═════ EXTRACTED INFORMATION ═════

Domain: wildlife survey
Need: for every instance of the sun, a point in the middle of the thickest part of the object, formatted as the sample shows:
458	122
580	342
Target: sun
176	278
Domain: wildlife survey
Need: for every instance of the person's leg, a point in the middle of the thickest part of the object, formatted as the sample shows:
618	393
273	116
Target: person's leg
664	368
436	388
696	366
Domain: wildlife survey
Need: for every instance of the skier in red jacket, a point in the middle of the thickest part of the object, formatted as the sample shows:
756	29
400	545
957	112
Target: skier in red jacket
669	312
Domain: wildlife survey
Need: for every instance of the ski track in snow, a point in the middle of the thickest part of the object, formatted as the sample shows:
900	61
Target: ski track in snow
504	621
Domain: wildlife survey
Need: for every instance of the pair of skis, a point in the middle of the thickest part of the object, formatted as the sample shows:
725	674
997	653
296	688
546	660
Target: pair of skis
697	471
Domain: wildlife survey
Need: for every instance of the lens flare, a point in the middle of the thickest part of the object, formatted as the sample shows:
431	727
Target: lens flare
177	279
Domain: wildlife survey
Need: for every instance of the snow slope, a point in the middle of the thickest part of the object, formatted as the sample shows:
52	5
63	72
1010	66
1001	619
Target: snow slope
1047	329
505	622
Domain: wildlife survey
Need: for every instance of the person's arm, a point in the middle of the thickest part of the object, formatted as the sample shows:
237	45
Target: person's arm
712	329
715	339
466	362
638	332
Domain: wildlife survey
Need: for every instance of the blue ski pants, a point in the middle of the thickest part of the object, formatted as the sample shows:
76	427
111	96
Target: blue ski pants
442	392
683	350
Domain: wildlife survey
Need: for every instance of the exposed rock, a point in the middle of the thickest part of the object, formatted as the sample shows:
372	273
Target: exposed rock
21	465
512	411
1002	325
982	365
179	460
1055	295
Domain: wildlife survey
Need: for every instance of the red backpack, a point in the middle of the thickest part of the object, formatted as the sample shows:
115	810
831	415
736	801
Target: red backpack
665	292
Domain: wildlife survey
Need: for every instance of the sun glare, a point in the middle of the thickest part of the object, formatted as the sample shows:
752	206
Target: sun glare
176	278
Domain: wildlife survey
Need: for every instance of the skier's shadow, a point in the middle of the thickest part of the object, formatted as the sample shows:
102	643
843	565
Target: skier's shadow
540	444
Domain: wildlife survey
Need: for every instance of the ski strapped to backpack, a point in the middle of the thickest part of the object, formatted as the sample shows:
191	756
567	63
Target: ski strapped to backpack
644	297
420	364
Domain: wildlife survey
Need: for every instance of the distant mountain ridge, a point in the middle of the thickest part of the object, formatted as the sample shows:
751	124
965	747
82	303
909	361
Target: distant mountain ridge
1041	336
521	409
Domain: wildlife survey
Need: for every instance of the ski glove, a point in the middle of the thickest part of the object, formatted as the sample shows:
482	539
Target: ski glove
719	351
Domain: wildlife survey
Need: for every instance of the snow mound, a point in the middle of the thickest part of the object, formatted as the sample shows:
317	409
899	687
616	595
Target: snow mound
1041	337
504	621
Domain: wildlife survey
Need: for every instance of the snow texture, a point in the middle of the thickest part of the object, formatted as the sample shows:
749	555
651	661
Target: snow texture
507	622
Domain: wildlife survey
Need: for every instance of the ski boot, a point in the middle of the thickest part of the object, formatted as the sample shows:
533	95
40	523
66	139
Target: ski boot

═════

Give an exact copy of all the data shown above.

Domain: wildlife survey
Need: for every instance of the sun, a point in the middle of the thickest part of the object, formatted as the sample shows:
458	122
580	342
Target: sun
176	278
Domain: wildlife survey
Need: for every instance of the person's leg, a point in the middle of the thickest part of the object, formatted as the sample shows:
618	393
273	116
Target: person's leg
664	368
436	388
696	366
Domain: wildlife survey
Need: for every instance of the skier in red jacket, a point in the middle of the thickest part of the object, formatted as the sample shows:
756	29
400	545
957	112
Target: skier in red jacket
669	312
Domain: wildlife survey
Need: for every instance of the ski track in snow, a point in the middle of the thickest part of the object, formatted as the sample shows:
900	61
Target: ski track in snow
504	621
Domain: wildlife survey
Need: for every instance of the pair of skis, a point in the middle of the thickest part of the object, formatted as the sample shows:
725	674
997	653
296	688
546	660
Target: pair of skis
697	471
Domain: wildlife survey
Need: for every instance of the lens flare, a point in the middle of the thickest part of the object, formatted as the sample shows:
431	727
Target: lens flare
177	279
Domain: wildlife survey
Need: for every instance of the snow slope, a point in the middle of the thickest part of the object, formatted as the sample shows:
52	5
63	72
1010	66
1001	619
Target: snow slope
1047	329
505	622
Domain: wildlife survey
Need: for every instance of the person's arm, a point in the middle of the thickest part of the object, formatted as the sample shows:
237	45
Target: person's arm
712	329
715	339
466	362
638	332
Domain: wildlife survey
Need: for every instance of the blue ski pants, a point in the middle of the thickest part of the object, formatted as the sample shows:
76	427
111	96
Target: blue ski pants
442	392
683	350
Domain: wildlife survey
Need: for every instance of the exposed rock, a point in the middle of the thickest part of the object, formatted as the sample shows:
372	273
Target: exposed rock
21	465
512	411
1002	325
982	365
179	460
1055	295
Domain: wildlife survey
Need: for every instance of the red backpack, a point in the middle of the thickest part of the object, formatted as the sample shows:
115	810
831	415
736	801
Target: red backpack
665	292
Domain: wildlife survey
Need: for every instance of the sun glare, a point in the middle of the thickest part of the object, formatted as the sample shows:
752	206
Target: sun glare
176	278
Domain: wildlife survey
Need: for every instance of the skier's shadow, a point in the middle of the thickest part of the object, formatted as the sample shows:
102	643
843	565
Target: skier's shadow
540	444
Domain: wildlife survey
Need: for every instance of the ski strapped to backpack, a point in the middle of the thickest part of the object, formatted as the sample shows:
191	756
567	63
Target: ski strapped to backpack
644	297
420	364
Domain: wildlife survey
Need: for every instance of the distant mountain ridge, a point in the middle of the thickest part of the object, formatted as the sample shows:
751	124
965	747
82	303
909	361
Target: distant mountain ridge
1041	336
521	409
Domain: wildlife survey
Need: for every instance of the ski glove, a point in the middle of the thickest part of the object, formatted as the sample shows:
482	539
Target: ski glove
719	351
Domain: wildlife survey
Need: for every instance of the snow mound, a point in the middle of the thickest part of the object, formatted as the sample shows:
317	409
899	687
616	595
Target: snow mound
1041	337
504	621
Domain: wildlife survey
Need: for every instance of the snow texture, a point in the middle of the thickest part of the object, formatted as the sample shows:
749	555
651	661
Target: snow texture
507	622
Domain: wildlife survey
Need: for every instance of the ski boot, a point in the middle of the thickest part of the object, formatted as the sample shows:
533	95
40	523
66	139
Target: ski boot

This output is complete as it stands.